This is a 96-h static test, i.e., there is no replacement of solutions.  Loading of fish into each test vessel must not exceed a density of 0.5 g/L; adherence to this requirement is based on the mean wet weight of control fish at the end of the test (Section 4.5). Fish must not be fed during the test, nor during the 16-h period immediately preceding it. The test is not valid if >10% control fish die or exhibit atypical/stressed behaviour (EC, 1990a).

The test must be conducted at 15 ± 1°C. All solutions must be aerated throughout the test, at a controlled rate of 6.5 ± 1 mL/min ·  L. Lighting must be the same as that defined for acclimation (see Section 2.4). Photoperiod (a light : dark cycle of 16 ± 1 h : 8 ± 1 h) must coincide with the timing which prevailed during acclimation.

The test must be conducted without adjustment of sample or solution pH. However, if it is desired to understand the extent to which extremes in solution or sample pH (e.g., outside the range of 5.5 to 8.5) may contribute to acute lethality, a parallel (pH-adjusted) test may be used. If both pH-adjusted and non-adjusted tests are run, definitive results should be those derived from the non-adjusted test. Rationale and procedural details regarding pH adjustment areprovided in Environment Canada (1990a). Adjustment of pH is also one of a number of “Toxicity Identification Evaluation” techniques for characterizing the cause of sample toxicity (USEPA, 1991).

4.3 Preparing Test Solutions

Adjustment of the effluent sample and control/dilution water to 15 ± 1°C must be done if the temperature is outside that range. The sample may be cooled using a cold-water bath orimmersion cooler made of nontoxic material, or warmed using a hot-water bath. Samples or test solutions must not be heated by immersion heaters.

For a given test, the same water is to be used for preparing the control(s) and all test concentrations less than 100%. This is almost always the same water as used for acclimation. If the temperature of this water is adjusted upwards, supersaturation with gases must be avoided. The water must have an oxygen content within the range of 90 to 100% air saturation, achieved if necessary by vigorous aeration with oil-free compressed air passed through clean air stones. Air stones acceptable for use are: (i) Aqua Fizzz, 2.5 cm length × 1.5 cm diameter, cylindrical (one use only); or (ii) AS1 silica glass, 3.8 cm length × 1.3 cm width, rectangular (re-usable after proper cleaning; see EC 1990a and associated May 2007 amendments for details).
···
> _QUESTIONS TO ANSWER_
• 1. Reproduce the passage of the fish toxicity test procedure from "The test must be conducted at" to "prevailed during acclimation." with no changes.
• 2. According to the fish toxicity test procedure, what is the maximum density of fish that may be loaded into each test vessel?
• 3. Continue the fish toxicity test procedure from its final sentence.

(Phrase grounding data)
···
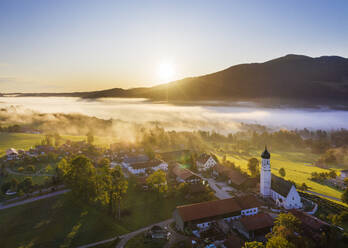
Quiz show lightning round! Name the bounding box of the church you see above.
[260,147,302,209]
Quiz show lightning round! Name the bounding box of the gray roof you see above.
[261,147,271,159]
[271,174,293,197]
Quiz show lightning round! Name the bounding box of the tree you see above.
[109,166,128,218]
[266,213,305,248]
[243,241,265,248]
[146,170,168,196]
[59,156,97,202]
[266,236,296,248]
[329,170,337,179]
[248,158,259,176]
[279,167,286,177]
[145,145,155,159]
[300,183,308,191]
[87,131,94,145]
[341,188,348,204]
[18,177,34,193]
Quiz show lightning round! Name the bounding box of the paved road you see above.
[0,189,70,210]
[305,190,342,202]
[78,219,174,248]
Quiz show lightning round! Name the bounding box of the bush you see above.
[27,165,36,172]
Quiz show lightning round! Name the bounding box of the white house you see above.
[260,148,302,209]
[6,148,18,160]
[122,159,168,175]
[196,153,217,171]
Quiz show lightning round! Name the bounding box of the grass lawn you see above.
[219,150,342,201]
[125,233,168,248]
[0,179,189,248]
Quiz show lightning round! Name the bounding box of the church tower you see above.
[260,147,271,197]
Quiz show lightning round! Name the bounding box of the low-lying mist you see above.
[0,97,348,139]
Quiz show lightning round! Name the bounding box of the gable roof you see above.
[176,195,259,221]
[172,164,198,180]
[271,174,293,197]
[197,153,211,164]
[130,159,162,169]
[240,213,274,231]
[215,164,248,185]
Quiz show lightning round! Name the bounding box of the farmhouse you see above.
[122,159,168,175]
[173,195,260,230]
[172,164,202,184]
[196,153,217,171]
[236,213,273,239]
[213,164,256,189]
[260,148,302,209]
[341,170,348,180]
[6,148,18,160]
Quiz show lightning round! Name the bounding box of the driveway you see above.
[78,219,174,248]
[0,189,70,210]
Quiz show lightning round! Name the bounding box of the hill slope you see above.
[17,55,348,103]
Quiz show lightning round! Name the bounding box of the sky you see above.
[0,0,348,92]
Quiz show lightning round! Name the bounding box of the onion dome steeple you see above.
[261,146,271,159]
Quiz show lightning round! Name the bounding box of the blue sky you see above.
[0,0,348,92]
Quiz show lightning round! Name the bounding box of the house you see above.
[260,148,302,209]
[159,150,191,163]
[147,225,170,239]
[341,170,348,180]
[6,148,19,160]
[289,209,330,242]
[173,195,260,231]
[196,153,217,171]
[235,213,274,240]
[172,164,202,184]
[122,159,168,175]
[221,233,243,248]
[213,164,257,189]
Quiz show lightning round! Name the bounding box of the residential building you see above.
[172,164,202,184]
[173,195,260,230]
[196,153,217,171]
[235,213,274,240]
[260,147,302,209]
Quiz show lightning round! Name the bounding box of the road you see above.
[6,168,54,177]
[0,189,70,210]
[78,219,174,248]
[305,190,342,202]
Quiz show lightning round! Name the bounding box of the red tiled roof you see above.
[227,170,248,185]
[130,160,162,169]
[224,234,242,248]
[197,153,211,164]
[235,195,261,209]
[177,196,259,221]
[240,213,273,231]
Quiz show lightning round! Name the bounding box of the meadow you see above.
[0,178,186,248]
[218,150,342,199]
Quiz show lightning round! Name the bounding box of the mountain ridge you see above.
[6,54,348,104]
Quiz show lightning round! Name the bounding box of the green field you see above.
[0,179,188,248]
[218,150,342,201]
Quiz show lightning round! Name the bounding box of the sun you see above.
[157,62,175,82]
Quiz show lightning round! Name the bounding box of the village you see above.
[2,138,347,248]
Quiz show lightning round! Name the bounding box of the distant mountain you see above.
[13,54,348,104]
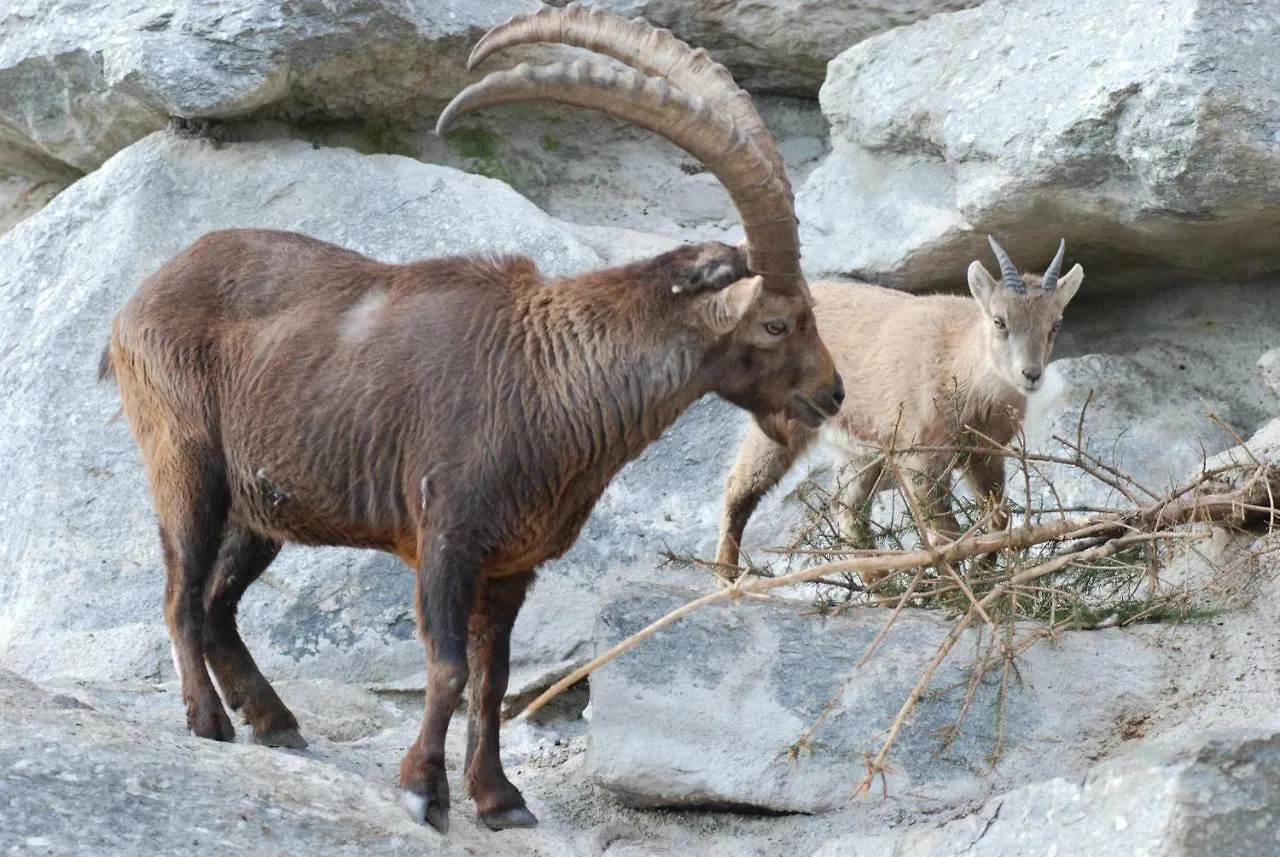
···
> _RESULTS OF THE EXERCISE_
• 1.
The test must be conducted at 15 ± 1°C. All solutions must be aerated throughout the test, at a controlled rate of 6.5 ± 1 mL/min ·  L. Lighting must be the same as that defined for acclimation (see Section 2.4). Photoperiod (a light : dark cycle of 16 ± 1 h : 8 ± 1 h) must coincide with the timing which prevailed during acclimation.

• 2. 0.5 g/L

• 3.
Test vessels should be rinsed with control/dilution water just before use, although that is not necessary if disposable polyethylene liners are used. Each test solution must be made up to an identical volume, and well mixed with a glass rod, TeflonTM stir bar, or other device made of nontoxic material, just before its use. All test vessels, measurement devices, stirring equipment, and fish-transfer pails must be thoroughly cleaned and rinsed in accordance with standard operational procedures.

The depth of solution in each test vessel must be at least 15 cm. Upon preparation of the test solutions, each must be aerated for a period of 30 minutes at 6.5 ± 1 mL/min ·  L.Thereafter, the concentration of dissolved oxygen must be measured in at least the highest test concentration (normally 100% effluent). If (and only if) oxygen in the highest test concentration is <70% or >100% of air saturation, then pre-aeration (i.e., before exposure of fish) of all solutions including the control(s) must be continued at 6.5 ± 1 mL/min · L.This period of pre-aeration must be restricted to the lesser of 90 additional minutes and attaining 70% saturation in the highest test concentration (or 100% saturation if super-saturation is evident). Immediately thereafter, fish must be placed in each test solution and the test initiated, regardless of whether 70 to 100% saturation was achieved in all test solutions. Aeration of test solutions must be provided by bubbling compressed air through clean air stones. Aeration of each test solution at a rate of 6.5 ± 1 mL/min ·  L must be continued throughout the test.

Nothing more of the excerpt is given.